Every record is to be printed exactly as it appears.

[[ DATA FOR ANALYSIS, beginning ]]

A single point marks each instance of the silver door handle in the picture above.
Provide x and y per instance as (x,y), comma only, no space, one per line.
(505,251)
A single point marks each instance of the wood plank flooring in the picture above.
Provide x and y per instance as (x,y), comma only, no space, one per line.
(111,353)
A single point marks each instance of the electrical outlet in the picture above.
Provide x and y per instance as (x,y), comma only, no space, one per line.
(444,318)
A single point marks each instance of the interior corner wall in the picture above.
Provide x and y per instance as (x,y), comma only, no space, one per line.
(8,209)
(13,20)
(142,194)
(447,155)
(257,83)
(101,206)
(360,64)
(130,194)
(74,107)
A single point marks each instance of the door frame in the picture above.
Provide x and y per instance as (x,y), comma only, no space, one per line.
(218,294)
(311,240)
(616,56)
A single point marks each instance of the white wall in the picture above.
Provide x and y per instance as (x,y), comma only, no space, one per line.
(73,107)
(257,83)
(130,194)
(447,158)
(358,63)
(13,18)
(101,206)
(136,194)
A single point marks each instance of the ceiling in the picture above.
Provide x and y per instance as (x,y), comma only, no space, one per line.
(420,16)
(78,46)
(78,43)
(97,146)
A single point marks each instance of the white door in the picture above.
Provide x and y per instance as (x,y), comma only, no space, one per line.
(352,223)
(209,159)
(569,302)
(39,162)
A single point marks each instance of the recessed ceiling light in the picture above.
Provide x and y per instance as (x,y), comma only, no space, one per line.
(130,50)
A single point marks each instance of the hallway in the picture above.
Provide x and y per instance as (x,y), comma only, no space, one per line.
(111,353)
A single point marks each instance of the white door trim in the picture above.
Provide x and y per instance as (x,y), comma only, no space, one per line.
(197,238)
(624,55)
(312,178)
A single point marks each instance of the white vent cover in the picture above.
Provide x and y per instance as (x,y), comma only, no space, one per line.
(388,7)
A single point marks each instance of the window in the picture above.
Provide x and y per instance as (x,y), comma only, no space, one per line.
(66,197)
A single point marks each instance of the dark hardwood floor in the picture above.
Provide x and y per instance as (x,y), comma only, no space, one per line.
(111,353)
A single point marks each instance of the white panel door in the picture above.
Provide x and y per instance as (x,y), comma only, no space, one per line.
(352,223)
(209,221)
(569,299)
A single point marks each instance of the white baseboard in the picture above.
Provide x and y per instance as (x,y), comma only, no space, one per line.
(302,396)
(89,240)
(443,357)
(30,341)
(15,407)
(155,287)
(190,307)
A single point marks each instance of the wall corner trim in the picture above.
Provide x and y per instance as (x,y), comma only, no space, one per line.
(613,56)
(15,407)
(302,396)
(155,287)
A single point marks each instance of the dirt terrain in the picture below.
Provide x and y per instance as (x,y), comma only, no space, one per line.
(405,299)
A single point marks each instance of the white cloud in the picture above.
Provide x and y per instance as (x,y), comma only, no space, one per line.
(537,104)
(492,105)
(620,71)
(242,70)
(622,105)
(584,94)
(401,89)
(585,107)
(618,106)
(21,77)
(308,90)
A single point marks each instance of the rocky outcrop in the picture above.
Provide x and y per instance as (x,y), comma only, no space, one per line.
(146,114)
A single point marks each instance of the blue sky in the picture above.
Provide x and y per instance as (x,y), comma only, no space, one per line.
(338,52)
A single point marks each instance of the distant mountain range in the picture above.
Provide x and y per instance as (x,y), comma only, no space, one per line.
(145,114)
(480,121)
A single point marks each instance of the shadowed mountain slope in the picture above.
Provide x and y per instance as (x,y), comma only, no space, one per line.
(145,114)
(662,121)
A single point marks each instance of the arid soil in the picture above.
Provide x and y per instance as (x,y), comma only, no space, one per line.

[[ DATA FOR ANALYSIS, end ]]

- [WRITTEN ANSWER]:
A single point marks each instance of the silver door handle in the picture above.
Provide x and y per instance as (x,y), comma only, no space, one per line.
(505,251)
A single point marks each instance of the wood plank flooring in the picture above.
Provide x and y per instance as (x,y), comma only, no space, one per line.
(111,353)
A single point marks each instance of the electrical outlet in the picture above.
Provide x and y per instance as (x,y), comma only, no space, one per line.
(444,318)
A single point marks each instance of the interior corner wall in the picture above.
Provide x and y per instance as (x,y), comma only, no space, one per line.
(8,209)
(13,20)
(142,194)
(447,155)
(257,83)
(101,206)
(360,64)
(130,194)
(74,107)
A single point marks each instance of the door frame in the picture above.
Provide x and y per instance as (x,y), comma only, no space, one per line.
(218,294)
(311,240)
(616,56)
A single point marks each instance of the white wall in the picture above.
Provide x and y per instance as (x,y), comma only, no space, one per line.
(73,107)
(257,83)
(130,194)
(447,158)
(358,63)
(13,18)
(101,206)
(136,194)
A single point marks each instance of the ceiling in the picture above.
Provide x and y per instance as (x,y), comma only, no space, one per line.
(420,16)
(78,46)
(78,43)
(97,146)
A single point marks each instance of the white door in the picture above.
Provide x and y per instance as (x,y), comma only, no space, one per line.
(352,223)
(209,159)
(569,302)
(39,162)
A single point marks each instance of the recessed ceiling light in the picture above.
Provide x and y per instance as (x,y), comma only, no space, one per line.
(130,50)
A single point marks each instance of the hallway in the picture above.
Provide x and y per instance as (x,y), comma only, no space, one per line.
(111,353)
A single point marks each instance of the white door trim in the picture above.
Provide x and y per instance as (x,y), comma only, no space, one per line.
(197,238)
(624,55)
(312,178)
A single point marks each instance of the white vent cover in the picture above.
Provide x and y per instance as (x,y), comma only, no space, one per line.
(388,7)
A single point marks each instance of the window in the picture above.
Provide x and y per instance as (x,y), comma only, no space, one per line.
(66,197)
A single point marks each instance of the dark hardwood floor in the picture above.
Provide x and y per instance as (x,y), comma only, no space, one per line.
(111,353)
A single point marks each instance of the white panel door in the picture above.
Provide x and y per instance as (x,y), comma only, no space, one per line.
(352,223)
(209,221)
(569,299)
A single point marks each instance of the white baseboard in the picture above.
Provide x and y per instance as (x,y), comma only, no space, one per line.
(302,396)
(89,240)
(443,357)
(30,341)
(15,407)
(155,287)
(190,307)
A single point marks each instance of the wall corner trim in the picture above.
Provide x and y per instance as (x,y), comma only, no space, one per line.
(613,56)
(15,407)
(302,396)
(155,287)
A single point marks each instance of the dirt terrain in the picture below.
Provide x and y per instance as (x,y), comma only, no space, one per line.
(405,299)
A single point marks each instance of the white cloud in the picture above.
Provide x and y per instance as (x,y), comma only, no space, one per line.
(537,104)
(492,105)
(620,71)
(242,70)
(622,105)
(584,94)
(401,89)
(585,107)
(618,106)
(21,77)
(308,90)
A single point marks each instance of the rocky outcrop in the picture above.
Provide x and y per instance as (x,y), comma only, no space, one per line.
(146,114)
A single point marks each instance of the blue sky in the picture above.
Provide x and y per instance as (x,y), comma only, no space, one per line.
(338,52)
A single point marks each instance of the distant mountain range in the picture above.
Provide x and y per instance as (x,y), comma only, no space, one per line.
(145,114)
(480,121)
A single point marks each instance of the shadowed mountain slope in the picture above.
Provide x and y per instance as (x,y), comma only, no space, one per line.
(145,114)
(662,121)
A single point marks each instance of the arid soil in the picture above.
Provide x and y per instance as (x,y), comma only, no space, one per line.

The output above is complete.